* **CHALLENGE**:
Pick out each line of the records below that contains the word "breaking", and copy those lines.

[START RECORD EXCERPTS]

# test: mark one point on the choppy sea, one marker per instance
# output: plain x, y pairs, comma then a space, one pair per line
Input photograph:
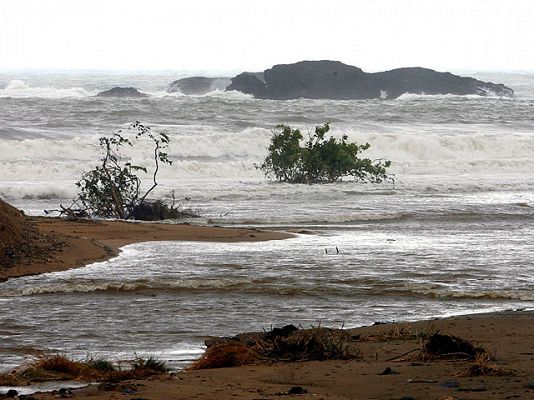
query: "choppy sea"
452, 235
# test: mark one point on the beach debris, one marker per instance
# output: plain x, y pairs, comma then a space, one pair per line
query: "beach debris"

[END RECORD EXCERPTS]
[START RECORD EXCERPTS]

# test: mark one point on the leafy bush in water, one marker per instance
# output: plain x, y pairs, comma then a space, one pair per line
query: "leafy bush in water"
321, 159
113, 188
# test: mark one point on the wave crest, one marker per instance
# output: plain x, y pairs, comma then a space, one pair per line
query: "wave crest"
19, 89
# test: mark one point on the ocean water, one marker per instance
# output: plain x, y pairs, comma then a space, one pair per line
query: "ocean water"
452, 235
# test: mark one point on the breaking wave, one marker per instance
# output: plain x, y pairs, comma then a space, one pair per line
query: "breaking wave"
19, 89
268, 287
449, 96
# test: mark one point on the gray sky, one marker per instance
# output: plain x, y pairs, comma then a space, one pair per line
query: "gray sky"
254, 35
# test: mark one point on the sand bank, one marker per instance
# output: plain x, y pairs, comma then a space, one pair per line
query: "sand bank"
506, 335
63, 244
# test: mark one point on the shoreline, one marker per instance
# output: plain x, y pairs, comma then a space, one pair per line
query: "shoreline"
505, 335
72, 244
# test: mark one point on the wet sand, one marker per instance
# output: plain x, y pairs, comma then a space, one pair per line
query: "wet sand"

[END RECORD EXCERPTS]

* **TASK OUTPUT**:
# test: mark one point on the breaking wave, one marker per instance
query: "breaking wave"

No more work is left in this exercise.